BEGIN Excerpt

Winfried Denk

Max Planck Institute for Medical Research

Towards the Circuit Diagram of the Mouse Brain

Monday 10 February 2014

Location: Oxford Martin School, Old Indian Institute, 34 Broad Street, Oxford

Abstract: Reverse engineering the brain is the goal of neuroscience. Blueprints are the core of engineering and it is their recreation that is the goal of reverse engineering.

Can we recreate the blueprints (circuit diagrams) of the brain? I will describe our efforts to do just that with the help of 3D electron microscopy, computer assisted image segmentation and crowd sourcing.

Biography: Winfried Denk holds a PhD in Physics from Cornell University and has been the Director of the Biomedical Imaging Department at the Max-Planck Institute for Medical Research since 2000. He previously spent 9 years at Bell Laboratories in Murray Hill, New Jersey, after a brief postdoc at the IBM Research Laboratory in Rueschlikon, Switzerland. He has worked on multi-dimensional NMR spectroscopy, near-field optical microscopy, auditory hair cells, two-photon microscopy, retina, and, most recently, on 3D EM imaging for the reconstruction of neural circuits. Denk is a recipient of the 2012 Kavli Prize in Neuroscience.

END Excerpt
BEGIN Data supplied

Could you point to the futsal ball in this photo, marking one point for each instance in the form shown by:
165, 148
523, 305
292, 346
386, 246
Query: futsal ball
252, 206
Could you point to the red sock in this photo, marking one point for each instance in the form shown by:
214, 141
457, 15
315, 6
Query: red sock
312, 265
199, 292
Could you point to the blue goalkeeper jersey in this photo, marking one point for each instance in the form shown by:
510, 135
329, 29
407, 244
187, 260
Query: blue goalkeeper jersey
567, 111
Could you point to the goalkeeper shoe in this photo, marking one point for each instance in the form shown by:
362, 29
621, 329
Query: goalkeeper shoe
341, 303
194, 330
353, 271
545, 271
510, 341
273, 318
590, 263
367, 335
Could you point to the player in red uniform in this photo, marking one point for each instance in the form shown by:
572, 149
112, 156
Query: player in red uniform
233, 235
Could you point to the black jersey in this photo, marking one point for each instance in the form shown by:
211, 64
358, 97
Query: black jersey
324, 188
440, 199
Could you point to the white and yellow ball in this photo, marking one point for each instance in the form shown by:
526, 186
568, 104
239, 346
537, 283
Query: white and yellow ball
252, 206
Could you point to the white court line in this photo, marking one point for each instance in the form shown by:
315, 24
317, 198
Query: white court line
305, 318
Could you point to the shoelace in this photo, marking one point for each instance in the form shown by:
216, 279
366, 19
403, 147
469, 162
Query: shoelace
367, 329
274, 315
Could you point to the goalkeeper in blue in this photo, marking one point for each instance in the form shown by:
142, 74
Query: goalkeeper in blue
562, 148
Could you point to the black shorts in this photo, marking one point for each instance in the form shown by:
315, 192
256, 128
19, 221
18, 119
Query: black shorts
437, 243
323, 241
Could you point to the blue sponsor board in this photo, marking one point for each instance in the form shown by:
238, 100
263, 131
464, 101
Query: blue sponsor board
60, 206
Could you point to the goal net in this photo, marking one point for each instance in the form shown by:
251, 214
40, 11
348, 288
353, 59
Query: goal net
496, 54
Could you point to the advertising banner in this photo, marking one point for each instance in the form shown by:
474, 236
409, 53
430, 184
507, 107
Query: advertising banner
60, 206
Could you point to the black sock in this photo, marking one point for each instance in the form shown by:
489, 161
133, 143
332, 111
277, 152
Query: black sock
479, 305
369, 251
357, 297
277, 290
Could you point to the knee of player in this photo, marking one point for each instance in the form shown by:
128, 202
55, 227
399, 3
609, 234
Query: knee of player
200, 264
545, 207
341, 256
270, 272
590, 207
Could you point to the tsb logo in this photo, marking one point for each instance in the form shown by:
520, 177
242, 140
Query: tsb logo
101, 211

END Data supplied

What you have to do
Extract everything from "Monday 10 February" down to "of reverse engineering." in the talk announcement, copying it word for word.

Solution for this exercise
Monday 10 February 2014

Location: Oxford Martin School, Old Indian Institute, 34 Broad Street, Oxford

Abstract: Reverse engineering the brain is the goal of neuroscience. Blueprints are the core of engineering and it is their recreation that is the goal of reverse engineering.